**Dataset items**
- - - - - - -

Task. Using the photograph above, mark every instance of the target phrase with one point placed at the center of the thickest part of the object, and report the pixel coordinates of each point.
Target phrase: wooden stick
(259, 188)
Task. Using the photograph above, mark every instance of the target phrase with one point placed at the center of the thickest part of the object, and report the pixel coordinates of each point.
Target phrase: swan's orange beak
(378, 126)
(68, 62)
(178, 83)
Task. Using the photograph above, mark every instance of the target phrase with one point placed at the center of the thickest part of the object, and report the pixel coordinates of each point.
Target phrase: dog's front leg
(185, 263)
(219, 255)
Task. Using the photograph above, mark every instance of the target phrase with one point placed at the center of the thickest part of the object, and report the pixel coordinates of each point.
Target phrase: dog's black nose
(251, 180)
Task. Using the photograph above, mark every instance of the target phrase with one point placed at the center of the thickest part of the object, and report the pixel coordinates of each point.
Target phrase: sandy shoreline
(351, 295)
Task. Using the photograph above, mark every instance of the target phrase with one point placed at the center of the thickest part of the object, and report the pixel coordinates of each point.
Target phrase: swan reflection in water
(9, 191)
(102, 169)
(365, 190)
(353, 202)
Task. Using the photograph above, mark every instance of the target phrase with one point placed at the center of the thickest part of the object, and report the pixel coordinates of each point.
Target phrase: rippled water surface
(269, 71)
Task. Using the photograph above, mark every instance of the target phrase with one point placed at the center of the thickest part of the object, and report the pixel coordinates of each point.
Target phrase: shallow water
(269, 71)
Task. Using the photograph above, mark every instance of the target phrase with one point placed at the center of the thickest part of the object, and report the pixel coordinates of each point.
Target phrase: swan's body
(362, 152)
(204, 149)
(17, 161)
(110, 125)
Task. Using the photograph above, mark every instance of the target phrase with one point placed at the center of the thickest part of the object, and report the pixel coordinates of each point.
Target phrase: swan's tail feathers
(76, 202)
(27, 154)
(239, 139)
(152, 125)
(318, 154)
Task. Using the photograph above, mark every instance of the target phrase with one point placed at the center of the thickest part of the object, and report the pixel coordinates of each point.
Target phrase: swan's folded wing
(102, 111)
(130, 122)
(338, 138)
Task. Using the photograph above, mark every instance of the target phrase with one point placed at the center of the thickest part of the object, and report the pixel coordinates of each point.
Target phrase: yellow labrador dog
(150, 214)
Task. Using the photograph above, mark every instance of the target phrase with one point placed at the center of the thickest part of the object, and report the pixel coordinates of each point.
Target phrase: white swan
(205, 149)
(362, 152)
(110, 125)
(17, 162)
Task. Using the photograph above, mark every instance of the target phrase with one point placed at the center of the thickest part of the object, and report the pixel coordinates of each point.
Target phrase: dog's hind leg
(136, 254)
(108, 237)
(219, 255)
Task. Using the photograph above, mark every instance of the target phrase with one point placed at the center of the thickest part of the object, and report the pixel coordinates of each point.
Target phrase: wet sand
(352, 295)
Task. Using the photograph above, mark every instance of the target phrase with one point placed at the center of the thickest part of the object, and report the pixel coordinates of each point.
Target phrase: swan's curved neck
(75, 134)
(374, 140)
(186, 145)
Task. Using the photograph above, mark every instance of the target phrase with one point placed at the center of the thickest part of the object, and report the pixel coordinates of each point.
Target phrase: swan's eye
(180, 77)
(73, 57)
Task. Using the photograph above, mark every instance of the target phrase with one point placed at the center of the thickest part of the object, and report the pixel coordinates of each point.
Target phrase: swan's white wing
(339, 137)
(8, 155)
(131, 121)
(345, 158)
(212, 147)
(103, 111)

- - - - - - -

**Assignment**
Go through the entries and repeat each one exactly.

**Written answer**
Task. Using the photograph above, mark every instance of the target phrase with one point placed at the center of the thickest part of the object, and report the pixel coordinates of each point.
Target phrase: wooden stick
(259, 188)
Task. Using the photograph above, mark every instance of the target phrase with one point placed at the center of the thickest part of the object, and report the pixel coordinates of each point.
Target phrase: swan's orange beak
(378, 126)
(68, 62)
(178, 83)
Task. Using the photograph above, mark every instance of the target phrase with one point placed at the center of the thickest part of the object, and report the pixel coordinates of each point.
Target phrase: dog's front leg
(185, 263)
(219, 255)
Task. Using the photograph above, mark every instance of the target phrase with one point placed at the center of the thickest part of the object, and report the pixel coordinates of each point.
Target phrase: dog's black nose
(251, 180)
Task. Using the photograph above, mark every instance of the target phrase with one point placed at the center of the thickest part of the object, and report the pixel coordinates of each point.
Target phrase: sandy shoreline
(351, 295)
Task. Using the photograph above, mark every instance of the target phrase with one point placed at the center of the thickest part of the object, and report the pixel coordinates of each point.
Target phrase: swan reflection in water
(9, 191)
(102, 169)
(365, 190)
(353, 202)
Task. Using the photograph above, mark every instance of the target phrase with one point placed at the center of the thickest part of the object, and report the pixel coordinates of each point.
Target phrase: rippled water surface
(269, 71)
Task. Using the photograph above, mark every instance of the target phrase with one point placed at the center of the thickest part of the object, and report the pixel coordinates of each point.
Target phrase: shallow water
(269, 71)
Task. Using the photograph above, mark every instance of the target phrase with one point placed at the center of the thickest part of the object, and report the pixel coordinates of each point.
Target phrase: swan's body
(362, 152)
(204, 149)
(17, 161)
(110, 125)
Task. Using the photograph above, mark every instance of the target phrase with one point placed at the center of the thickest part of the object, and report the pixel coordinates of each point.
Target phrase: swan's tail feathers
(76, 202)
(27, 154)
(239, 139)
(152, 125)
(318, 154)
Task. Using the photograph above, mark every instance of the target phrase with one point placed at the center of the thickest part of the object, and report the pixel coordinates of each point.
Target phrase: swan's folded wing
(102, 111)
(130, 122)
(338, 138)
Task. Using the photograph above, mark every instance of the target phrase with one point placed at the center of the thickest part of the object, and report the pixel coordinates of each point.
Target phrase: yellow labrador dog
(150, 214)
Task. Using the photograph above, mark every instance of the target phrase with one point placed at the center of the thickest part of the object, and report the pixel coordinates of each point.
Target phrase: white swan
(205, 149)
(362, 152)
(110, 125)
(17, 162)
Task. Using the photograph above, mark every instance of the target phrase with one point placed at the center of the thickest part of the object, and report the pixel coordinates of each point.
Target phrase: dog's hind leg
(136, 254)
(108, 237)
(219, 255)
Task. Using the photograph above, mark every instance of the target phrase with one point placed at the center of the thickest part of the object, and report the pixel coordinates of each point.
Target phrase: wet sand
(352, 295)
Task. Using the photograph above, mark every instance of the target phrase with one point placed at the center of the thickest part of the object, and report the pixel coordinates of each point.
Target phrase: swan's curved neck
(75, 134)
(374, 140)
(186, 145)
Task. Using the photograph above, mark every instance of the target phrase with one point placed at the center of the thickest part of the object, and report the pixel coordinates of each point.
Target phrase: swan's eye
(180, 77)
(73, 57)
Task. Using the photograph above, mark every instance of the target phrase with one point placed at the center of the thickest part of the object, and report the pixel coordinates of each point.
Target phrase: swan's white wing
(339, 137)
(8, 155)
(131, 121)
(345, 158)
(212, 147)
(103, 111)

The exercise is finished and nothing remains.